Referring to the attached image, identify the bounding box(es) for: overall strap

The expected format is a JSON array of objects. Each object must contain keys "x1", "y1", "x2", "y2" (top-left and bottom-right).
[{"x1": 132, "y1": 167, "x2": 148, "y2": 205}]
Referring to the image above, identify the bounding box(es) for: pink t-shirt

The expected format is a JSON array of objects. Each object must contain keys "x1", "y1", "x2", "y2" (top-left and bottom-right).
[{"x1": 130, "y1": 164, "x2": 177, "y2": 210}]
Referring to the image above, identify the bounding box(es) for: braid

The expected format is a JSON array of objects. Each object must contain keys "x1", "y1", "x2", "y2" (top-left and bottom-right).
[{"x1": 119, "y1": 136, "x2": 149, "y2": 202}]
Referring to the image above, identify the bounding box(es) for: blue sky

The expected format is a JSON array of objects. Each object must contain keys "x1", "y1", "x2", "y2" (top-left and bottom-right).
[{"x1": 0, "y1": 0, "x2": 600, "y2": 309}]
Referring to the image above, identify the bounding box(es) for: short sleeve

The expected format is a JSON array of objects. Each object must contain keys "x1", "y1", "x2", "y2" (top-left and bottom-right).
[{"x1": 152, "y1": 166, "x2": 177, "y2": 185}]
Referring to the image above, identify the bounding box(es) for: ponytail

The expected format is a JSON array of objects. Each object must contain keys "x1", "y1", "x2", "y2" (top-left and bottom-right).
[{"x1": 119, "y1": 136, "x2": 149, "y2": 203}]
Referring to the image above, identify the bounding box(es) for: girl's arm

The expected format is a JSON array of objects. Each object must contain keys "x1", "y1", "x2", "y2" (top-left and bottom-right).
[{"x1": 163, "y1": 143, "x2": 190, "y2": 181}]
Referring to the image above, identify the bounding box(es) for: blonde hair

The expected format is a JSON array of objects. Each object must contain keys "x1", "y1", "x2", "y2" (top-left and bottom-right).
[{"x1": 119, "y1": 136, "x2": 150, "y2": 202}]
+++
=== INSTRUCTIONS TO FOLLOW ===
Please gather and copy every line of the data above that contains the word "hair". Match case exactly.

=== SOLUTION FOR THIS PROBLEM ===
Referring to the image above, identify the bounding box(es) for: blonde hair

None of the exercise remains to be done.